It feels like full disclosure is important here — just so no one thinks that my brilliant theme-day week was without consequence. Yes, we had a wonderful four days of one-on-one palling around. And yes, without notable exception, we had an easy breezy time together. And also yes, we soaked up the whole week of spring sunshine. But, by midday Friday sort of, and in full force by Saturday, he wore. out. his. goddamn. welcome.

It doesn’t need to be said that I adore my child, right? This is not even up for debate, right? We know this. And we also probably don’t need to reiterate that I love the things about him that make him who he is — the inquisitiveness, the silliness, the sense of humor, the intelligence, the love of learning, the articulateness, the energy — all of it. I wouldn’t change any of it if given the chance. But, holy moly is it draining sometimes.

And by sometimes, I mean most of the time.

It didn’t help that I was sick all week and kept going  anyway (because, really, what was the alternative?) or that we stayed indoors all day yesterday (except for his brief foray into the yard to weed the raised bed.) It’s also not ideal that now my cold has turned into a full-fledged barking cough that damn near makes me wet my pants every time it explodes out of me or that I’m currently host to a delightful case of the PMS.

What does help is the remarkably kind offer from a friend to have him over for a play date for almost four hours this morning/afternoon and the robo-call from our school principal reminding us that school is back in session tomorrow. (Because I could have possibly forgotten?) Of course, my school is also back in session tomorrow, so maybe I should take a look at my syllabus in the few precious minutes I have left before he bursts in the back door from his play date, all hyped and ready to charge through the remaining five hours of this Spring Break.

Extracted records =>
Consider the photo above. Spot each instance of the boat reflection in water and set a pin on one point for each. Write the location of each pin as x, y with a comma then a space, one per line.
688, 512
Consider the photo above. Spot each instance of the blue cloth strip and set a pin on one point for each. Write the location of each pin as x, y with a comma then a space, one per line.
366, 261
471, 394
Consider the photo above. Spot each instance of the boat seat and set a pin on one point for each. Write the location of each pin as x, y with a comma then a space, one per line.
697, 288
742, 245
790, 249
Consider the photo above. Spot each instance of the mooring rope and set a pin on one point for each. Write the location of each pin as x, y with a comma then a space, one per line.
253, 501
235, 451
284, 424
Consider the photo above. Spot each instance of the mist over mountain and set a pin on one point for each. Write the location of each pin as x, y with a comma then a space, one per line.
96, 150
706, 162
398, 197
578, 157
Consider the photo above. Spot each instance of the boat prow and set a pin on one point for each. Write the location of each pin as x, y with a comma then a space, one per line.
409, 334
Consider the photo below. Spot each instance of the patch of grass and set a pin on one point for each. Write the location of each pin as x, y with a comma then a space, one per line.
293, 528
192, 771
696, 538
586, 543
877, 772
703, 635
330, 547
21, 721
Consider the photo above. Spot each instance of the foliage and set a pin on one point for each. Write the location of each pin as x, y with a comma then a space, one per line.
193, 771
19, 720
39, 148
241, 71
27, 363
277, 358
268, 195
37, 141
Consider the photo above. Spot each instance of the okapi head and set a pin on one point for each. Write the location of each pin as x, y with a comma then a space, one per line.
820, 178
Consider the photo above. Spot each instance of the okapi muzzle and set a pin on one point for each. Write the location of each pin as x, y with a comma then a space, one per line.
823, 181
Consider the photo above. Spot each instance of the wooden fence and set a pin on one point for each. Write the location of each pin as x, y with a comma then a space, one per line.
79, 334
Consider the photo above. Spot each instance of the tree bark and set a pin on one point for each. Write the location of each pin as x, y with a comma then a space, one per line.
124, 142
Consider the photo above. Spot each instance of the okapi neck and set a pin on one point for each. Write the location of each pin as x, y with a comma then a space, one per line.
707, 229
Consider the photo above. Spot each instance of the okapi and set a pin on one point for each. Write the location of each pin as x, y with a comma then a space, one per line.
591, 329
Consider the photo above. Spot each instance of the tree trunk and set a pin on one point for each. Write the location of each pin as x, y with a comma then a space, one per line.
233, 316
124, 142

What to work on =>
1) Translate this sentence from the spring break post into Spanish: "And by sometimes, I mean most of the time."
2) Reproduce the spring break post verbatim from "What does help" up to and including "this Spring Break.".
3) Extend the spring break post, beginning after its final sentence.

Expected results =>
1) Y cuando digo a veces, me refiero a la mayor parte del tiempo.

2)
What does help is the remarkably kind offer from a friend to have him over for a play date for almost four hours this morning/afternoon and the robo-call from our school principal reminding us that school is back in session tomorrow. (Because I could have possibly forgotten?) Of course, my school is also back in session tomorrow, so maybe I should take a look at my syllabus in the few precious minutes I have left before he bursts in the back door from his play date, all hyped and ready to charge through the remaining five hours of this Spring Break.

3)
(Not that I’m counting.)

Sports Day.

I wanted to show you people some photos from Sports Day yesterday, but it turns out that I couldn’t seem to muster up the energy to edit photos and post them. This cold I’ve been nursing all week is now making me sound like Debra Winger with consumption. I fell asleep on the couch last night at 9pm, missing the end of Jill and Jessa: Counting On, which was really disappointing. I love me some Duggars. (I mean, not all of them. Probably not any of them as actual people, but I do like the show for reasons I can’t really explain and choose not to explore.) Aaaaanyway…

Sports Day!
Sports Day turned out to be way better than I expected, mostly because I had a brilliant idea in the morning that worked out beautifully. So, we started with an extra-long game of table-football, which he followed with watching the Philadelphia Union vs. New England Revolution game that we had recorded last weekend while I hopped in the shower.


Have you ever played table football? It’s actually not terrible. I chose to be the Bengals because I enjoy their helmets. And because he had already claimed the Pats.

Then, we headed into South Philly for lunch at Chickie’s and Pete’s, which neither of us had ever been to, but which The Who has now declared to be his favorite restaurant. (He’s basing this solely on the fries, I think. Maybe also the multiple television screens showing every sporting event ever.)


He did not opt for the crab fries, though he was pleasantly surprised by how much he liked the cheese dip. Calamari in ketchup — as usual.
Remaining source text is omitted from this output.